Fans of television – or more accurately, fans of television tropes are probably familiar with the concept of “The Berserk Button.”
The Berserk Button in a television show — or really anywhere in fiction — is whatever trigger one can trip or red flag one can wave in front of a character that will get them acting like a deranged madman or woman within mere moments of its mention.
Examples abound.
Take calling Marty McFly a chicken, suggesting Walt White should stop selling crystal meth, making fun of mailmen in front of Cliff from “Cheers,” underestimating the power of the dark side around Darth Vader — whether it’s played for laughs or drama is a matter of degree. But the idea is always the same — a normal or at least reasonably well-controlled character, whenever triggered by whatever it is, immediately flips into irrational and belligerent mode.
We sometimes tend to forget that art imitates life and that reality is impressively chock-full of such buttons.
They tend to play out less colorfully than they do in fiction, but unfortunately with much more concrete and sometimes worrisome consequences.
Which brings us to payday lending and its proposed regulation – a subject that has turned out to be the Berserk Button for a shocking number of consumer right advocates, congressmen, regulators, Senators, preachers, industry representatives business people and consumers.

*Stated task a*: Report each row below that contains the word "cylindrical".
The article and the rows beneath it are unrelated material.

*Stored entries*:

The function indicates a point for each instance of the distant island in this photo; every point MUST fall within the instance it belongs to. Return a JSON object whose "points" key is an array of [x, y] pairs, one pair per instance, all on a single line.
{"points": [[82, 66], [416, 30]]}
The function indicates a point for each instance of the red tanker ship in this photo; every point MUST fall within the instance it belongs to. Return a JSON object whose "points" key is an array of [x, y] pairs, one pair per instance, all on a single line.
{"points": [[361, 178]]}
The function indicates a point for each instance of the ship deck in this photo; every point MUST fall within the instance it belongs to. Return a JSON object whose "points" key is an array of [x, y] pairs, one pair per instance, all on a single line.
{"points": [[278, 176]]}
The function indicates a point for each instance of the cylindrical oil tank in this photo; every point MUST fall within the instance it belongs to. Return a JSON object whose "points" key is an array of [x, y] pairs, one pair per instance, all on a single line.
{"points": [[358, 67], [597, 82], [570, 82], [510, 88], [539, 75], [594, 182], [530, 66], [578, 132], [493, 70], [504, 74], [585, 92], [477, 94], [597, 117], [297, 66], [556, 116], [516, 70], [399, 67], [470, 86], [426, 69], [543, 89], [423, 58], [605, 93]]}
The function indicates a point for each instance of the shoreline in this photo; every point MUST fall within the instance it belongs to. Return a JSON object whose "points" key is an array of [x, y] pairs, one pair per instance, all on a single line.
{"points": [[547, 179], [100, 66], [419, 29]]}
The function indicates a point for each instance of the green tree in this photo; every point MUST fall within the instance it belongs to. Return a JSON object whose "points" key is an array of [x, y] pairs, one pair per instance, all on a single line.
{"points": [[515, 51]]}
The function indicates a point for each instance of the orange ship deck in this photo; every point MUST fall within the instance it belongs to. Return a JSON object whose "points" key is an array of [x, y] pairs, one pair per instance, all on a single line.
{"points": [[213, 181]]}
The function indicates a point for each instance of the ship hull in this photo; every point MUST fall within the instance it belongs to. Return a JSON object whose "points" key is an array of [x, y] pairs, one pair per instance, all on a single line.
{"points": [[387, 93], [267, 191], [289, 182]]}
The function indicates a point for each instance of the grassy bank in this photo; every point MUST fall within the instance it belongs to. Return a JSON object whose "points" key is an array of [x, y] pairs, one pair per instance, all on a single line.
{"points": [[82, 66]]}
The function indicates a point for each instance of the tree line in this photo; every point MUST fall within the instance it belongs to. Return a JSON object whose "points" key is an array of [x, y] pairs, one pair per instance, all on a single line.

*Stated task b*: Sum up the article on the Berserk Button in two sentences.

*Result a*:
The function indicates a point for each instance of the cylindrical oil tank in this photo; every point MUST fall within the instance it belongs to. Return a JSON object whose "points" key is an array of [x, y] pairs, one pair per instance, all on a single line.

*Result b*: The Berserk Button is a trigger that makes a normal or reasonably well-controlled fictional character suddenly turn irrational and belligerent, as when someone calls Marty McFly a chicken. Reality is full of such buttons, which play out less colorfully but with more concrete consequences, and payday lending and its proposed regulation have become one for many advocates, lawmakers, regulators, industry representatives and consumers.